§ Texto para leer:
※
No era la primera vez que venía a Rio de Janeiro, pero sí ha sido cuando al fin le he cogido el pulso a la ciudad. Cuando me he enamorado de la Cidade Maravilhosa. De los paseos por el Jardín Botánico y la Lagoa, de los atardeceres eternos en Ipanema y Copacabana, de las noches movidas en Lapa, de la tranquilidad de Botafogo. Rio tiene algo mágico y no es de extrañar que los cariocas estén tan orgullosos de ella. Debería estar ya de vuelta en São Paulo, pero decidí retrasar mi regreso un par de días, y me divido entre prolongar mi estancia unos días más o decidirme por volver más pronto que tarde. A seguir conociendo Rio y sus habitantes, a seguir apasionándome por sus noches a la orilla del mar.

 

Pero Rio tiene su otra cara. La que no es tan maravillosa. La que duele. En este viaje, también, he conocido las favelas cariocas. He visto desde lo alto de un morro en el complejo de Maré, el mayor conglomerado de favelas de Rio y uno de los más peligrosos, el muro que tozudamente divide las dos partes de una ciudad en virtual estado de apartheid. He conversado con sus habitantes, he visto en sus ojos el terror que había visto en películas y había leído en reportajes. He confirmado mi impresión primera de que, si Brasil reúne lo mejor y lo peor de la esencia humana, esa contradicción brutal se exacerba en esta urbe de belleza y terror, de alegría y violencia, de cielo y de infierno.
※
§ Información proporcionada:
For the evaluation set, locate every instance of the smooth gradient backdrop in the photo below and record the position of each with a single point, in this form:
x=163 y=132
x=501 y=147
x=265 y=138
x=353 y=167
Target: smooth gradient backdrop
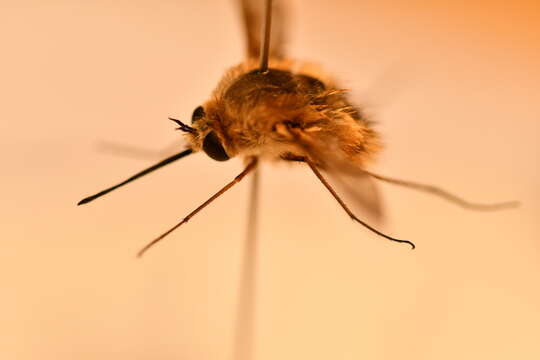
x=455 y=88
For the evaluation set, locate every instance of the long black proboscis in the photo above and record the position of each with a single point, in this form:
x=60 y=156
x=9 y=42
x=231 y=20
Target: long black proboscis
x=138 y=175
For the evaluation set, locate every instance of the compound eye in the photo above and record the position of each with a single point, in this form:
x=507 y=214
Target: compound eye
x=198 y=114
x=213 y=148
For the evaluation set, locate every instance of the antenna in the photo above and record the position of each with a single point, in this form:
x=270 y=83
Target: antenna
x=263 y=67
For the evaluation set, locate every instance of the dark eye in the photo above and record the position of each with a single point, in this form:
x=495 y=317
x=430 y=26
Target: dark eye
x=198 y=114
x=213 y=148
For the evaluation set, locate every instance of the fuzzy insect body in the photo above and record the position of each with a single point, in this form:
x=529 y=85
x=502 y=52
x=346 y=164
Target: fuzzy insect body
x=278 y=109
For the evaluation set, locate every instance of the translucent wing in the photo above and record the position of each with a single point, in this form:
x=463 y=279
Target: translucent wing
x=355 y=184
x=252 y=12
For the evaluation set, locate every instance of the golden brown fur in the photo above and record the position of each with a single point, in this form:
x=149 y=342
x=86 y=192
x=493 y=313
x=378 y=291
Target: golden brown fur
x=301 y=108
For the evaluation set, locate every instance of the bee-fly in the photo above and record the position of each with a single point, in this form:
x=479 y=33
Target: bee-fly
x=270 y=107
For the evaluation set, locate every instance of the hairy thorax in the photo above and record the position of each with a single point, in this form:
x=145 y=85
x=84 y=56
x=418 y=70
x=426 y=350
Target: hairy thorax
x=280 y=112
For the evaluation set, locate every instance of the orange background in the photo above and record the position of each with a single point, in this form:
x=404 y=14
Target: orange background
x=455 y=89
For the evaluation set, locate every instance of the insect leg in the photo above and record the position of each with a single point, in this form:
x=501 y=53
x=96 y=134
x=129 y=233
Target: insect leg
x=347 y=210
x=251 y=166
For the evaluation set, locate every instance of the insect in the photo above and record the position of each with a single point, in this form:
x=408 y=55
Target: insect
x=273 y=108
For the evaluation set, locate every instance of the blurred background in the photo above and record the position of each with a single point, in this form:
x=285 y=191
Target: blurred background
x=455 y=88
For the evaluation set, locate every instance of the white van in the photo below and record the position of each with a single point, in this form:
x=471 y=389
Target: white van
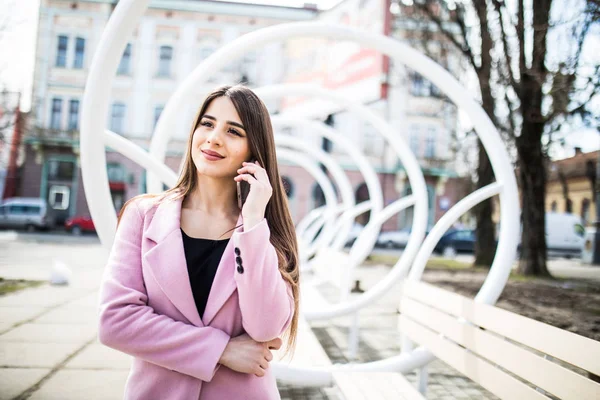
x=565 y=234
x=30 y=213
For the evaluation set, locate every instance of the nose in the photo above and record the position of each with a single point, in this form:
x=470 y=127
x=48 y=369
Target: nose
x=215 y=135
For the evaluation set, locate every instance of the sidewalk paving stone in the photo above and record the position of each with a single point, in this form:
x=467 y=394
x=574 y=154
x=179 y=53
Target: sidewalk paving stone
x=98 y=356
x=14 y=381
x=69 y=315
x=35 y=355
x=46 y=296
x=50 y=333
x=83 y=384
x=15 y=314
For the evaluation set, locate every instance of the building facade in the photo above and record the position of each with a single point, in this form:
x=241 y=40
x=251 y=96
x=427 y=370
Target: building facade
x=172 y=38
x=571 y=186
x=175 y=36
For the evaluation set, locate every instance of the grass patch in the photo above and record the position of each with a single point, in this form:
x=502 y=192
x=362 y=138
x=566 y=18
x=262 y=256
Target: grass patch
x=13 y=285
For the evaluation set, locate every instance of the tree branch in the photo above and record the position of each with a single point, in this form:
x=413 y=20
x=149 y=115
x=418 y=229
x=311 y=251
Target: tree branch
x=498 y=5
x=464 y=48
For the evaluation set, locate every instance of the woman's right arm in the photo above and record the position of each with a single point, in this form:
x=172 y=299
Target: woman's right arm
x=129 y=325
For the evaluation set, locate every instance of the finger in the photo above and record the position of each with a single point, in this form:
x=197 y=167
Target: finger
x=275 y=344
x=260 y=173
x=246 y=177
x=268 y=356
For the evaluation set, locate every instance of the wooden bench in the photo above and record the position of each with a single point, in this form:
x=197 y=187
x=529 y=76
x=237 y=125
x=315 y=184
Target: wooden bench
x=512 y=356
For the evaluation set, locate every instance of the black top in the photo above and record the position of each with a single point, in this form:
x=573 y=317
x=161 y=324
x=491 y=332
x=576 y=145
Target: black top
x=202 y=257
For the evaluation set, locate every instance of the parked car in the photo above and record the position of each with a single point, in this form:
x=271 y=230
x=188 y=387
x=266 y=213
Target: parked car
x=29 y=213
x=456 y=241
x=565 y=234
x=80 y=224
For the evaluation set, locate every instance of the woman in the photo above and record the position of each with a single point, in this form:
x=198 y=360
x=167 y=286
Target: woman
x=200 y=310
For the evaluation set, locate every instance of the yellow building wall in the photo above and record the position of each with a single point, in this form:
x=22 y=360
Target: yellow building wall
x=579 y=189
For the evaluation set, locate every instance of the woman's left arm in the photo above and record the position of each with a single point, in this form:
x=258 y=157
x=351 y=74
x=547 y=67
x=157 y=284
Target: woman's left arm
x=266 y=299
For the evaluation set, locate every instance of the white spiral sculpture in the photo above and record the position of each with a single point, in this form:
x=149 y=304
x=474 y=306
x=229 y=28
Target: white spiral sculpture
x=95 y=180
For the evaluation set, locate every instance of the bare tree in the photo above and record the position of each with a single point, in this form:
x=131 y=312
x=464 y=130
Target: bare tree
x=527 y=101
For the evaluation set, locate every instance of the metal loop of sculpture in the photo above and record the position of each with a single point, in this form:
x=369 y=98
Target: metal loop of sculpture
x=410 y=266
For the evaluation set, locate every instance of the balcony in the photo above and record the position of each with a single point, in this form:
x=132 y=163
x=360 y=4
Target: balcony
x=55 y=137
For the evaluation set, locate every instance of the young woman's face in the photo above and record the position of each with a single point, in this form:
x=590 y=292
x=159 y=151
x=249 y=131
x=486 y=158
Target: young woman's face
x=220 y=131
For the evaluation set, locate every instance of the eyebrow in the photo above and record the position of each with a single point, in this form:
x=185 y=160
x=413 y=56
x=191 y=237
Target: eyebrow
x=229 y=122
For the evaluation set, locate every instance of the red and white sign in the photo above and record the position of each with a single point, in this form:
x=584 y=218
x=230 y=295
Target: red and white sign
x=342 y=66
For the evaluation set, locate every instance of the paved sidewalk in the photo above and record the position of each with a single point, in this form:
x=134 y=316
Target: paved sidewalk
x=49 y=348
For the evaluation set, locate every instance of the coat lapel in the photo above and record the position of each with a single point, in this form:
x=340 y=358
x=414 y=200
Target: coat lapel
x=167 y=258
x=169 y=267
x=224 y=284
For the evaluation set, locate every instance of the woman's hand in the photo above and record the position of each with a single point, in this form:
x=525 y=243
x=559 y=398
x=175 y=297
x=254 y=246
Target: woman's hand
x=260 y=190
x=244 y=354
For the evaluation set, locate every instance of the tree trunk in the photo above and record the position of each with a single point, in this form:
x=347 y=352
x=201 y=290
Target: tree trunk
x=532 y=176
x=485 y=236
x=532 y=169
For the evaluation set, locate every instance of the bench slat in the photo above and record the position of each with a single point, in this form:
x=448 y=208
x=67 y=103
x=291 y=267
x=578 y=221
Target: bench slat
x=481 y=371
x=375 y=385
x=545 y=374
x=567 y=346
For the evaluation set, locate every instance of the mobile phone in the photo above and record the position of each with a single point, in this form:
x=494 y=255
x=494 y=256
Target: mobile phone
x=243 y=189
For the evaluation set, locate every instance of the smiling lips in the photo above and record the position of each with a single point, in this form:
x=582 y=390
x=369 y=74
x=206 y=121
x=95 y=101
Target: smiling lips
x=212 y=155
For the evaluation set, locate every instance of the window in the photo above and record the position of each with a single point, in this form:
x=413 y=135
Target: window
x=16 y=210
x=430 y=143
x=79 y=53
x=115 y=172
x=414 y=140
x=117 y=118
x=288 y=186
x=569 y=206
x=56 y=114
x=58 y=197
x=206 y=51
x=61 y=170
x=32 y=210
x=125 y=61
x=61 y=53
x=164 y=62
x=418 y=86
x=157 y=112
x=73 y=114
x=585 y=210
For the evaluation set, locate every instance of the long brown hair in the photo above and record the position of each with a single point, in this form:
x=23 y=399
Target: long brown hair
x=257 y=122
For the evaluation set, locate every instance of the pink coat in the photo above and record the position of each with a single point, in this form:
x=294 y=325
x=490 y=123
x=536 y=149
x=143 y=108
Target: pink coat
x=147 y=308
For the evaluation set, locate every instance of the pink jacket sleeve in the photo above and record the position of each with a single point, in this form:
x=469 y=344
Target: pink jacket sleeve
x=129 y=325
x=266 y=301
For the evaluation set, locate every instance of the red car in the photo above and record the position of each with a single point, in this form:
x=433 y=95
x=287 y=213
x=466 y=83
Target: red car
x=78 y=225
※
§ Tareas requeridas:
[A] Según el texto sobre Río de Janeiro, ¿cuál es el mayor conglomerado de favelas de la ciudad?
[B] Reanuda el texto sobre Río de Janeiro y continúalo a partir de su última oración.

§ Respuestas del ejercicio:
[A] El complejo de Maré.

[B]
 

Una vez, después de su viaje a Perú, mi hermano me dijo que todos los europeos deberían viajar a un país del tercer mundo para entender un poco mejor el mundo. Tras mi primera incursión verdadera en Rio de Janeiro, me acuerdo de él y me digo que una pasada por la Maré ayudaría a muchas mentes acomodadas a desprenderse de una buena dosis de hipocresía y conformismo.